----- SELECTED PASSAGE -----

Mr Kalu, a former governor of
Abia State and candidate of the All Progressives Congress (APC), was
declared the winner of Abia North Senatorial District election conducted
on February 23, 2019.
Mr Kalu polled 31,201 votes, according to Charles Anumudu, the INEC returning officer for the district.

The incumbent senator, Mao Ohuabunwa of the Peoples Democratic Party (PDP), trailed Mr Kalu with 20,801 votes in the election.

However,
Mr Ohuabunwa argued, and election and civic engagement experts agreed,
that the election should have been declared inconclusive without a
winner.

‘Arbitrary pronouncement’

According to a breakdown
of the result by INEC, 38,526 votes were cancelled during the exercise,
a number significantly greater than the margin of 10,400 between Messrs
Kalu and Ohuabunwa.
“The election should have been declared
inconclusive,” said election expert Samson Itodo. “There should have
been a re-run in the district.”

Mr Itodo said INEC’s guidelines,
drawn from Sections 26 and 153 of the Electoral Act, required a
by-election when the margin of victory between highest and second
highest votes scorers in an election is less than the total number of
cancelled voters.

“This should not be that hard, we saw the precedent in Osun State governorship election last September,” Mr Itodo said.

The
electoral umpire declared inconclusive, the governorship election that
held in Osun State on September 22, 2018, citing insufficient lead by
the PDP’s candidate in that election.

-----

**WHAT IS BEING ASKED**: Carry on the report on the Abia North Senatorial District election, picking up directly after its final sentence. The listing that follows was drawn from a separate source.

----- MATERIAL PROVIDED -----

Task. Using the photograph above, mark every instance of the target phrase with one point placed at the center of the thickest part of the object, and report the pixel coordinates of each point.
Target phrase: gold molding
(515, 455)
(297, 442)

-----

**OUTPUT OF THE EXERCISE**:
At the end of the collation
of votes, the PDP candidate, Ademola Adeleke, won majority votes of
about 254,698 votes while Gboyega Oyetola of the APC came a close second
with 254,345 votes. Both leading candidates had a difference of about
354 votes.

The commission explained that the total registered
voters in the five polling units where elections were cancelled is 3,498
votes. Since that figure was higher than the difference between the
votes of the leading candidates, a re-run election had to be conducted,
the INEC chief explained.

A re-run was held a few days later on September 28, and Mr Oyetola was declared the winner.

Similarly,
in Abia South Senatorial District, INEC declared the election
inconclusive after ballots were interrupted in some locations around
Aba, the state’s commercial capital. Although leading by a good margin,
incumbent Senator Enyinnaya Abaribe would have to wait until Saturday to
know whether or not he would be returned to the Senate.

Mr Itodo
said the senatorial election in Abia North should have similarly been
declared inconclusive, warning INEC to be wary of arbitrary application
of the law.

“We cannot have two different sets of electoral law,” Mr Itodo said.
As
the nation prepares for governorship and state parliamentary elections
on Saturday, Mr Itodo warned INEC officials to desist from declaring
results under duress from politicians.

“Officials are coming
under serious pressure to declare results without due process, and they
often cave in,” Mr Itodo said. “This is a serious problem.”

Mr
Itodo said politicians are exploiting a section of the electoral law
that prohibits INEC officials from reversing themselves on
pronouncements.

“The law says only the courts have the power to
reverse any pronouncement by electoral officers, politicians know this
and they are taken advantage,” he added.

Joseph Iloh, the
resident electoral commissioner in Abia, was unable to clarify the
decision more than a week after INEC had taken it, telling PREMIUM TIMES
the matter would be addressed later by INEC.

It was not
immediately clear whether INEC would reverse its decision before
Saturday and allow supplementary elections to hold in the district,
alongside several others were polls were cancelled on February 23.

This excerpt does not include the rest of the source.